EXERCISE DESCRIPTION: Reproduce all of the material below word for word, line by line, without changing anything.

★ ★ ★ ★ ★ ★ ★

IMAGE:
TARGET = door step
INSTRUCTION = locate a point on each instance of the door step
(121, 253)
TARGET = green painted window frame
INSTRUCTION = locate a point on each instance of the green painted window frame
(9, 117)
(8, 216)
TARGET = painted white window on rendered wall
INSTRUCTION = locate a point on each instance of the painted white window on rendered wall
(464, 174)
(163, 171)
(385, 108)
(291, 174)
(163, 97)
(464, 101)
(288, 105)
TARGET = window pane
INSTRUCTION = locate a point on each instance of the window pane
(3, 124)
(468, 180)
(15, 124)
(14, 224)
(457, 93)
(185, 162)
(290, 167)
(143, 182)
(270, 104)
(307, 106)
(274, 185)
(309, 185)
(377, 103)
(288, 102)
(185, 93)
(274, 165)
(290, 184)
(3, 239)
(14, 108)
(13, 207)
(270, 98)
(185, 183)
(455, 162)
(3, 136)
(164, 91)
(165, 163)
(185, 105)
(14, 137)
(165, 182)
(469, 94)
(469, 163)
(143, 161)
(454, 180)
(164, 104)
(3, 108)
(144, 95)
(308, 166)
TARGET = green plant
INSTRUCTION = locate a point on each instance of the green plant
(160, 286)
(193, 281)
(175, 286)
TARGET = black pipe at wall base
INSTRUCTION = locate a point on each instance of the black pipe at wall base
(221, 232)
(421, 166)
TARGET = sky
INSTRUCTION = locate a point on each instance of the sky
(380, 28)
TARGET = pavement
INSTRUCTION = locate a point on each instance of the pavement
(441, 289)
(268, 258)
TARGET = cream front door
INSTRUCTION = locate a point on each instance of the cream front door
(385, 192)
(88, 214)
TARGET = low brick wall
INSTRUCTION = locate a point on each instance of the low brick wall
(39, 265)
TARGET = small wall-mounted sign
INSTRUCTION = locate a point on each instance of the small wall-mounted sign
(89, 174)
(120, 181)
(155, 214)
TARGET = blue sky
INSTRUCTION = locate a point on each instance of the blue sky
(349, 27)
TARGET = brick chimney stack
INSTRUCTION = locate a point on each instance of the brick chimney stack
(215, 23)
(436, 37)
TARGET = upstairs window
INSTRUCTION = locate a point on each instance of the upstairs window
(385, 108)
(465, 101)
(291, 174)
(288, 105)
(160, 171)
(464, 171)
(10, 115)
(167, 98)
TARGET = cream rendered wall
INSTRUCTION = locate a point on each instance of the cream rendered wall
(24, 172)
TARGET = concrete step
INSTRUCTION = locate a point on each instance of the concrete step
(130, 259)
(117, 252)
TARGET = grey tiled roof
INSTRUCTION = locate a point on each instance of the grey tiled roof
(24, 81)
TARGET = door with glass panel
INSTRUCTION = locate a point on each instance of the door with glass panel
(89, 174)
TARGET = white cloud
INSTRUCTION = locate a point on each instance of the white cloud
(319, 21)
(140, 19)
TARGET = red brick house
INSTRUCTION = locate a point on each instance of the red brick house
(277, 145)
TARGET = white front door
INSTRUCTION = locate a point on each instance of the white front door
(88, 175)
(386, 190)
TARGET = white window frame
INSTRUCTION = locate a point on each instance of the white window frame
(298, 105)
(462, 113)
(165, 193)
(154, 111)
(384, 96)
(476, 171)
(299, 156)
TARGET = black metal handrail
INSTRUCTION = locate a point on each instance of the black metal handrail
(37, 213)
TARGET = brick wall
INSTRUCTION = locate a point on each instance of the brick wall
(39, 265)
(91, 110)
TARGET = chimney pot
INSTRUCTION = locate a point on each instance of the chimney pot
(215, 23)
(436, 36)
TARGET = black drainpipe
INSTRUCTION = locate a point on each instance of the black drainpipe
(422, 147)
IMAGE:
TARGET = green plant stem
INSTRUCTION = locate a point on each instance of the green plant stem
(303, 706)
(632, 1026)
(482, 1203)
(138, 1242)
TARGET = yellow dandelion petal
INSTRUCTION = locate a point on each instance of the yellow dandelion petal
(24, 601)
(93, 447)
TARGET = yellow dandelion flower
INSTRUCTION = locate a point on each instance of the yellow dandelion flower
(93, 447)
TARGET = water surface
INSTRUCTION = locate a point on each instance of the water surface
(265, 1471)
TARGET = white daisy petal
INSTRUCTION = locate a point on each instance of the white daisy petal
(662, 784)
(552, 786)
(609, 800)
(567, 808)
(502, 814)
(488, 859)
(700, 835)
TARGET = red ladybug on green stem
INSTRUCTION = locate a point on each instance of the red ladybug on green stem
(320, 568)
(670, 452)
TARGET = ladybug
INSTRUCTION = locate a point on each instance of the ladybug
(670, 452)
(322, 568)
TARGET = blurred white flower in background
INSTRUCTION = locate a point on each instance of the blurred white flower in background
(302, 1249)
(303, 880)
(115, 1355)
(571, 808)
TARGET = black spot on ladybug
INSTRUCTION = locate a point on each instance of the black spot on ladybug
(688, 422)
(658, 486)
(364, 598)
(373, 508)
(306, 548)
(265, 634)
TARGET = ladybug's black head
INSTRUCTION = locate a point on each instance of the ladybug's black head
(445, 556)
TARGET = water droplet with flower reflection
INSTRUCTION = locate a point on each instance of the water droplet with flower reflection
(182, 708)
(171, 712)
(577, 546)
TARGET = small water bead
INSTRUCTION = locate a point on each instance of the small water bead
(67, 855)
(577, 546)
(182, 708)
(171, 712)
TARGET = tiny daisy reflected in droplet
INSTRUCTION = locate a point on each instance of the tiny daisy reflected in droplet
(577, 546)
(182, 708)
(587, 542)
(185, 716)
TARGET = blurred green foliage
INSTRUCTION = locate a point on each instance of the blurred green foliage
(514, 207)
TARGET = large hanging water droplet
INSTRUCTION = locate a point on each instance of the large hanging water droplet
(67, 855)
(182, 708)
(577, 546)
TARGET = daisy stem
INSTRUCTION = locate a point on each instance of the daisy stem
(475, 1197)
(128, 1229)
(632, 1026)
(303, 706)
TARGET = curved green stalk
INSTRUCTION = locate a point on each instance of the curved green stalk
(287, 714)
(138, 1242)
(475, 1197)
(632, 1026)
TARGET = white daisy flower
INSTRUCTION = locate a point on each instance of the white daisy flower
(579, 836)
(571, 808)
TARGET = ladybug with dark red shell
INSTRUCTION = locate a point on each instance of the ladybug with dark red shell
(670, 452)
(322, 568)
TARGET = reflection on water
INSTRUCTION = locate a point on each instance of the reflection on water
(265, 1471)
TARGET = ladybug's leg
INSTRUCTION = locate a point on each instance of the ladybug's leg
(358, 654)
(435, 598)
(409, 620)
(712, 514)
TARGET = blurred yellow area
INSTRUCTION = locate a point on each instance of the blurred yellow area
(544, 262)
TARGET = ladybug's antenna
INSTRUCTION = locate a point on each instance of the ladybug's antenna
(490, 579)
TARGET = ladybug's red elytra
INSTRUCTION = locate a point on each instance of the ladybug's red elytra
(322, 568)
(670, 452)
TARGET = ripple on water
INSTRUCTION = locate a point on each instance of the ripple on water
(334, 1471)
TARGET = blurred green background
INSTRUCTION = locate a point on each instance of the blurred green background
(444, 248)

★ ★ ★ ★ ★ ★ ★

WRITTEN ANSWER:
IMAGE:
TARGET = door step
INSTRUCTION = locate a point on each instance of the door step
(121, 253)
TARGET = green painted window frame
INSTRUCTION = locate a point on each instance of the green painted window frame
(9, 117)
(8, 216)
TARGET = painted white window on rendered wall
INSTRUCTION = locate a point on each instance of the painted white window on rendered wall
(464, 174)
(163, 171)
(385, 108)
(291, 174)
(163, 97)
(464, 101)
(288, 105)
TARGET = window pane
INSTRUCTION = locate a point on each instance of the window pane
(3, 124)
(468, 180)
(15, 124)
(14, 224)
(457, 93)
(185, 162)
(290, 167)
(143, 182)
(270, 104)
(307, 106)
(274, 185)
(309, 185)
(377, 103)
(288, 102)
(185, 93)
(274, 165)
(290, 184)
(3, 239)
(14, 108)
(13, 207)
(270, 98)
(185, 183)
(455, 162)
(3, 136)
(164, 91)
(165, 163)
(185, 105)
(14, 137)
(165, 182)
(469, 94)
(469, 163)
(143, 161)
(454, 180)
(164, 104)
(3, 108)
(144, 95)
(308, 166)
TARGET = green plant
INSTRUCTION = locate a point on each instance of the green plant
(160, 286)
(193, 281)
(175, 286)
TARGET = black pipe at wall base
INSTRUCTION = locate a point on each instance of the black pipe at wall base
(221, 232)
(421, 166)
TARGET = sky
INSTRUCTION = locate a point on each instance of the sky
(380, 28)
TARGET = pavement
INSTRUCTION = locate a point on each instance of the pavement
(441, 289)
(268, 258)
TARGET = cream front door
INSTRUCTION = locate a point on each instance of the cream front door
(385, 192)
(88, 214)
TARGET = low brick wall
INSTRUCTION = locate a point on each instance of the low brick wall
(39, 265)
TARGET = small wall-mounted sign
INSTRUCTION = locate a point on each instance of the small wall-mounted sign
(89, 174)
(120, 181)
(155, 214)
TARGET = blue sky
INSTRUCTION = locate a point on each instance of the blue sky
(349, 27)
TARGET = brick chimney stack
INSTRUCTION = locate a point on each instance of the brick chimney stack
(215, 23)
(436, 37)
TARGET = upstairs window
INSTRUCTION = locate a point on each instance of the upstairs window
(385, 108)
(465, 101)
(291, 174)
(288, 105)
(160, 171)
(464, 171)
(10, 115)
(167, 98)
TARGET = cream rendered wall
INSTRUCTION = locate a point on each instance of the cream rendered wall
(24, 172)
TARGET = concrete step
INSTRUCTION = locate a point on each instance of the concrete step
(130, 259)
(117, 252)
TARGET = grey tiled roof
INSTRUCTION = locate a point on each instance of the grey tiled roof
(24, 81)
TARGET = door with glass panel
INSTRUCTION = locate a point on each instance of the door with glass panel
(89, 174)
TARGET = white cloud
INSTRUCTION = locate a point on each instance of the white cloud
(319, 21)
(140, 19)
TARGET = red brick house
INSTRUCTION = locate a point on each instance of the red brick house
(277, 145)
TARGET = white front door
INSTRUCTION = locate a point on each instance of the white front door
(88, 175)
(386, 190)
TARGET = white window frame
INSTRUCTION = locate a point on each instance of the white window frame
(298, 105)
(462, 113)
(165, 193)
(154, 111)
(384, 96)
(476, 171)
(299, 156)
TARGET = black metal handrail
INSTRUCTION = locate a point on each instance of the black metal handrail
(37, 213)
TARGET = brick wall
INSTRUCTION = locate a point on each instance of the brick wall
(39, 265)
(91, 110)
TARGET = chimney pot
INSTRUCTION = locate a point on each instance of the chimney pot
(215, 23)
(436, 36)
TARGET = black drainpipe
INSTRUCTION = locate a point on each instance of the black drainpipe
(422, 147)
IMAGE:
TARGET = green plant stem
INSTRUCTION = locate a point on each instance of the green plant stem
(303, 706)
(632, 1026)
(482, 1203)
(138, 1242)
TARGET = yellow dandelion petal
INSTRUCTION = locate a point on each instance of the yellow dandelion petal
(24, 601)
(93, 447)
TARGET = yellow dandelion flower
INSTRUCTION = locate a point on each instance of the yellow dandelion flower
(93, 447)
TARGET = water surface
INSTRUCTION = locate a point on each instance of the water surface
(265, 1471)
TARGET = white daisy petal
INSTRUCTION = locate a point on each instance of the white daisy petal
(662, 784)
(552, 786)
(609, 800)
(567, 808)
(502, 814)
(488, 859)
(700, 835)
TARGET = red ladybug on green stem
INSTRUCTION = locate a point on each instance of the red ladybug on green stem
(320, 568)
(670, 452)
TARGET = ladybug
INSTRUCTION = locate a point on each instance of the ladybug
(670, 452)
(322, 568)
TARGET = blurred white flower in background
INSTRUCTION = locate a point on each instance of the blurred white flower in background
(302, 1249)
(303, 880)
(115, 1355)
(571, 808)
TARGET = black spot on ladybug
INSTRUCTION = locate a point on each instance of the black spot on ladybug
(688, 422)
(658, 486)
(364, 598)
(373, 508)
(306, 548)
(265, 634)
TARGET = ladybug's black head
INSTRUCTION = locate a point on each instance of the ladybug's black head
(445, 556)
TARGET = water droplet with flower reflection
INSTRUCTION = locate a point on each instance of the water droplet with flower reflection
(182, 708)
(171, 712)
(577, 546)
TARGET = small water bead
INSTRUCTION = locate a point on each instance of the small water bead
(67, 855)
(577, 546)
(182, 708)
(171, 712)
TARGET = tiny daisy reflected in droplet
INSTRUCTION = locate a point on each instance of the tiny daisy reflected in droplet
(577, 546)
(182, 708)
(587, 542)
(185, 716)
TARGET = blurred green foliage
INSTRUCTION = locate a point on each instance of the blurred green foliage
(514, 207)
TARGET = large hanging water droplet
INSTRUCTION = locate a point on each instance of the large hanging water droplet
(67, 855)
(182, 708)
(577, 546)
TARGET = daisy stem
INSTRUCTION = locate a point on each instance of the daisy stem
(475, 1197)
(128, 1229)
(632, 1026)
(303, 706)
TARGET = curved green stalk
INSTRUCTION = locate a point on each instance of the curved green stalk
(287, 714)
(138, 1242)
(475, 1197)
(632, 1026)
TARGET = white daisy flower
INSTRUCTION = locate a point on each instance of the white daisy flower
(579, 836)
(571, 808)
TARGET = ladybug with dark red shell
INSTRUCTION = locate a point on each instance of the ladybug with dark red shell
(670, 452)
(322, 568)
TARGET = reflection on water
INSTRUCTION = locate a point on each instance of the reflection on water
(265, 1471)
TARGET = ladybug's leg
INSTRUCTION = locate a point on each instance of the ladybug's leg
(358, 654)
(435, 598)
(409, 620)
(712, 514)
TARGET = blurred yellow area
INSTRUCTION = locate a point on each instance of the blurred yellow area
(544, 262)
TARGET = ladybug's antenna
INSTRUCTION = locate a point on each instance of the ladybug's antenna
(490, 579)
TARGET = ladybug's red elytra
INSTRUCTION = locate a point on each instance of the ladybug's red elytra
(322, 568)
(670, 452)
TARGET = ripple on water
INSTRUCTION = locate a point on each instance of the ripple on water
(334, 1471)
TARGET = blurred green background
INSTRUCTION = locate a point on each instance of the blurred green background
(444, 248)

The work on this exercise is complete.